Tasks to perform |
A. Could you repeat the part of the post on the Triage debugging tool that begins at the words "- Attempt to" and stops after "find possible corruptions."?
B. Can you pick up the post on Triage's debugging techniques after its last line and keep it going?

There’s a cool paper on a tool to do semi-automatic debugging: Triage: diagnosing production run failures at the user’s site. While Triage was designed to diagnose bugs at a customer site (where the software developers don’t have access to either the configuration or the data), I think a similar tool would be very valuable even for debugging in-house.
They use a number of different techniques to debug C++ code.
- Checkpoint the code at a number of steps.
- Attempt to reproduce the bug. This tells whether it is deterministic or not.
- Analyzes the memory by walking the heap and stack to find possible corruptions.
- Roll back to previous checkpoints and rerun, looking for buffer overflows, dangling pointers, double frees, data races, semantic bugs, etc.
- Fuzz the inputs: intentionally vary the inputs, thread scheduling, memory layouts, signal delivery, and even control flows and memory states to narrow the conditions that trigger the failure for easy reproduction
- Compare the code paths from failing replays and non-failing replays to determine what code was involved in that failure.

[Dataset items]
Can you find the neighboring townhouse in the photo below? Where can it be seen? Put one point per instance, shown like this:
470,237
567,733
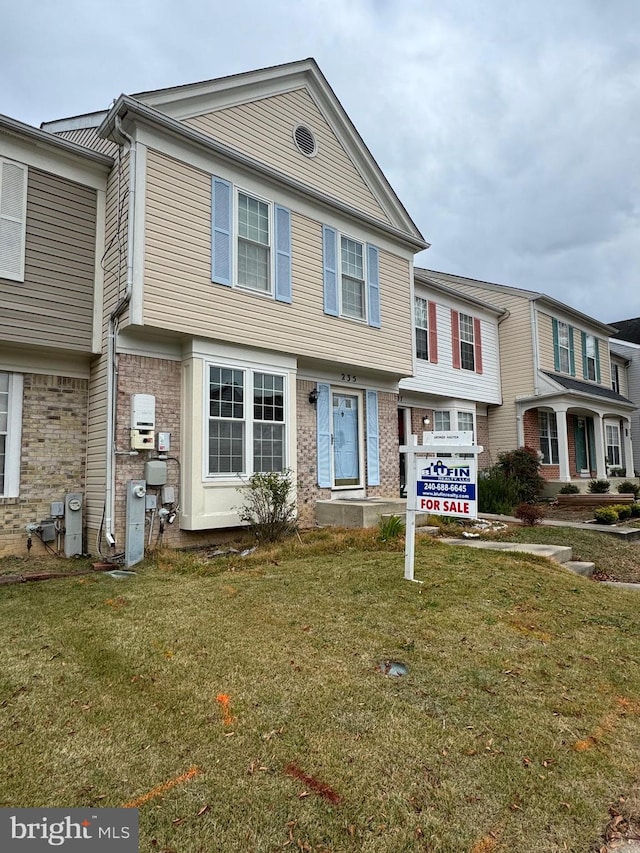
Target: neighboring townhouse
51,240
556,386
257,304
457,364
625,379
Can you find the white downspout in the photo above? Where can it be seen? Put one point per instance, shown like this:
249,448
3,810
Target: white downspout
109,498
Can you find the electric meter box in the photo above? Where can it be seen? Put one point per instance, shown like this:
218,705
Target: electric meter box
143,421
155,472
143,411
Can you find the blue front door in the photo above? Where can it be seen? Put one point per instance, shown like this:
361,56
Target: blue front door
346,458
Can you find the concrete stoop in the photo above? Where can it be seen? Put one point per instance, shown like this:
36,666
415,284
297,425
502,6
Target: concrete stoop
560,553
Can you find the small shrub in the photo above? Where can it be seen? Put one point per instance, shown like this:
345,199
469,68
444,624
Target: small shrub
390,528
529,514
606,515
268,507
623,510
629,488
523,467
497,493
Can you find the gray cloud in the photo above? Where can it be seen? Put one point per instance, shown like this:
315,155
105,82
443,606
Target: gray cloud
510,131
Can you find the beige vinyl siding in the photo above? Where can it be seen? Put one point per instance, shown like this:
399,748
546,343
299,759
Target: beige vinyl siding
516,363
180,296
88,137
264,129
547,359
53,306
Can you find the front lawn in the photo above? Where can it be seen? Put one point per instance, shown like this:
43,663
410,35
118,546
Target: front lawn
241,705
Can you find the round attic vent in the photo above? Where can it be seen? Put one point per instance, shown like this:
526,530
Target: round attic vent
305,141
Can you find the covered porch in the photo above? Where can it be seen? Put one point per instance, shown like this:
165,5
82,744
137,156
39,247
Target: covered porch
580,436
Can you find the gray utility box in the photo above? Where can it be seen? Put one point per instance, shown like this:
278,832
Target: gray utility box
155,472
73,524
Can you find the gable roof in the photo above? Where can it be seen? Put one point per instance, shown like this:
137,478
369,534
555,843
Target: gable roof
627,330
531,295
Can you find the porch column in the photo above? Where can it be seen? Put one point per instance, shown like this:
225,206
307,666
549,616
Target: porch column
601,462
628,448
563,444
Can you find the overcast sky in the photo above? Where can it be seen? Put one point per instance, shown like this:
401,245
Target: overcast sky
510,130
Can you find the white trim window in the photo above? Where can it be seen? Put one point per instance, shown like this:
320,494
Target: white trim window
564,349
442,420
246,425
421,312
13,219
612,441
10,433
548,427
615,377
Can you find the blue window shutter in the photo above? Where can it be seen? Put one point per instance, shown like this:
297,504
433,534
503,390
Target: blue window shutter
330,266
323,418
283,254
221,197
556,348
572,355
373,284
373,440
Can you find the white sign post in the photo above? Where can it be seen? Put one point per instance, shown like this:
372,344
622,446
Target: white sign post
439,485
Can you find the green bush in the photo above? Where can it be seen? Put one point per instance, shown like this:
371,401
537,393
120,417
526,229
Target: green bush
529,514
523,467
623,510
606,515
497,493
629,488
390,528
269,508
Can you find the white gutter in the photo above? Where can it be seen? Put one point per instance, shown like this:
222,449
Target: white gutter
109,498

Results of the exercise |
A.
- Attempt to reproduce the bug. This tells whether it is deterministic or not.
- Analyzes the memory by walking the heap and stack to find possible corruptions.

B.
- Generate a report. This gives information on the failure and a suggestion of which lines to look at to fix it.
They did a user study and found that programmers took 45% less time to debug when they used Triage than when they didn’t for “real” bugs, and 18% for “toy” bugs. (“…although Triage still helped, the effect was not as large since the toy bugs are very simple and straightforward to diagnose even without Triage.”)
It looks like the subjects were given the Triage bug reports before they started work, so the time that it takes to run Triage wasn’t factored into the time it took. The time it took Triage to run was significant (up to 64 min for one of the bugs), but presumably the Triage run would be done in background. I could set up Triage to run while I went to lunch, for example.
This looks cool.